Peut-il exister un christianisme sans chrétienté, sans transmission par les hommes de la Révélation divine, c’est-à-dire sans un ensemble de structures, de règles et de pratiques émanée de l’environnement social ?
Gustave Thibon
L’Église aussi est l’une de ces médiations dont l’homme a besoin dans son accès à l’absolu. Thibon livre des pages profondes sur le rapport existant entre christianisme et chrétienté. Le christianisme est le message universel, absolu, et intemporel du Christ, la chrétienté est son incarnation située et temporelle dans des nations. Aujourd’hui (et il parle alors dans les années 1960 !), «la sève du christianisme n’irrigue plus la vie quotidienne» : la chrétienté n’existe plus en Occident. Certes, elle avait ses défauts : impossible de nier ses zones d’ombre. «Mais posons la question, écrit Thibon : peut-il exister un christianisme sans chrétienté, sans transmission par les hommes de la Révélation divine, c’est-à-dire sans un ensemble de structures, de règles et de pratiques émanée de l’environnement social ?» Un débat plus que jamais d’actualité.

__DONNÉES__.
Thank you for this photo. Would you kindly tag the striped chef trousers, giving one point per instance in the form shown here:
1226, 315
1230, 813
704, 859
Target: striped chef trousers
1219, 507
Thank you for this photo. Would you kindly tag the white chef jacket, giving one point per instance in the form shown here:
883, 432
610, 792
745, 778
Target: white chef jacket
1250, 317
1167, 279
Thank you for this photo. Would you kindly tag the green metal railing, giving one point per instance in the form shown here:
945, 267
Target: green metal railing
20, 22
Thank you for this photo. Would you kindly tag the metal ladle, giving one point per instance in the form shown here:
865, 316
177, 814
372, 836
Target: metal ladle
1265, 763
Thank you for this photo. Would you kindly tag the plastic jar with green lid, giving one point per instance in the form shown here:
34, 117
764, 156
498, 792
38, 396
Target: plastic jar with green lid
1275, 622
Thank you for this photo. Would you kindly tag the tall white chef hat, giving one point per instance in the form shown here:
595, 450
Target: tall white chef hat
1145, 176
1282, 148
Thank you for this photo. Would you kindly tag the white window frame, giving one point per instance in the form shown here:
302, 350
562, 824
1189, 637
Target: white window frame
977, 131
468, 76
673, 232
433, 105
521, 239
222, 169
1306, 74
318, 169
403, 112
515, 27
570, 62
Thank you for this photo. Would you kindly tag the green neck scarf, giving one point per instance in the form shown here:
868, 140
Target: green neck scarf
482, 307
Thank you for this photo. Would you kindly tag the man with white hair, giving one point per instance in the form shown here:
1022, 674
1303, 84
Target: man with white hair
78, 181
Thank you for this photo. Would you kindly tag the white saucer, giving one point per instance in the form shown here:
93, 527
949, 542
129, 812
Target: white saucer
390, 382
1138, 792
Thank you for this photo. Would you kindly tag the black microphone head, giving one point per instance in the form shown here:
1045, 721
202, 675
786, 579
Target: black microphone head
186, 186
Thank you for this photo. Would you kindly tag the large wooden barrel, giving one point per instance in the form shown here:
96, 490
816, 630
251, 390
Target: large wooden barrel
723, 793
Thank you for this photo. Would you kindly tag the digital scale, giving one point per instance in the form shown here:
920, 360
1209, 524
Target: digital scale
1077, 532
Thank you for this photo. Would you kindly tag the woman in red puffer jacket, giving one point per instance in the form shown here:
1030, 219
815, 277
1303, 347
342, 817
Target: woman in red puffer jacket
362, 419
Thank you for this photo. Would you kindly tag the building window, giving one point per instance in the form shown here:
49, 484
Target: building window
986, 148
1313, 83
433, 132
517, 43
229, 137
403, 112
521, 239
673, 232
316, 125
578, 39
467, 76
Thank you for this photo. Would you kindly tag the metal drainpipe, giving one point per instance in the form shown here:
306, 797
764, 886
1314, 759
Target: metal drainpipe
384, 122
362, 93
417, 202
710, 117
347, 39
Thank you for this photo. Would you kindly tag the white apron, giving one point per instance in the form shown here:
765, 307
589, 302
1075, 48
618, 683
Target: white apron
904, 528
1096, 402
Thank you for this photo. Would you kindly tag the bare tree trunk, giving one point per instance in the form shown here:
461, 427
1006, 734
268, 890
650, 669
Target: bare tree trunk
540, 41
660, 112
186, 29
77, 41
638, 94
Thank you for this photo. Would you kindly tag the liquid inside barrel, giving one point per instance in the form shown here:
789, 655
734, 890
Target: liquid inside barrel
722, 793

__TRAVAIL À FAIRE__.
• a. Extrayez du texte fourni tout le passage qui va de « Gustave Thibon » jusqu'à « que jamais d’actualité. ».
• b. Dans le texte fourni, relevez tous les adjectifs qui décrivent le message du Christ.
Le matériel ci-dessus n'est pas utile pour ce travail.

__RÉPONSES PAR CONSIGNE__.
• a.
Gustave Thibon
L’Église aussi est l’une de ces médiations dont l’homme a besoin dans son accès à l’absolu. Thibon livre des pages profondes sur le rapport existant entre christianisme et chrétienté. Le christianisme est le message universel, absolu, et intemporel du Christ, la chrétienté est son incarnation située et temporelle dans des nations. Aujourd’hui (et il parle alors dans les années 1960 !), «la sève du christianisme n’irrigue plus la vie quotidienne» : la chrétienté n’existe plus en Occident. Certes, elle avait ses défauts : impossible de nier ses zones d’ombre. «Mais posons la question, écrit Thibon : peut-il exister un christianisme sans chrétienté, sans transmission par les hommes de la Révélation divine, c’est-à-dire sans un ensemble de structures, de règles et de pratiques émanée de l’environnement social ?» Un débat plus que jamais d’actualité.

• b. universel, absolu, intemporel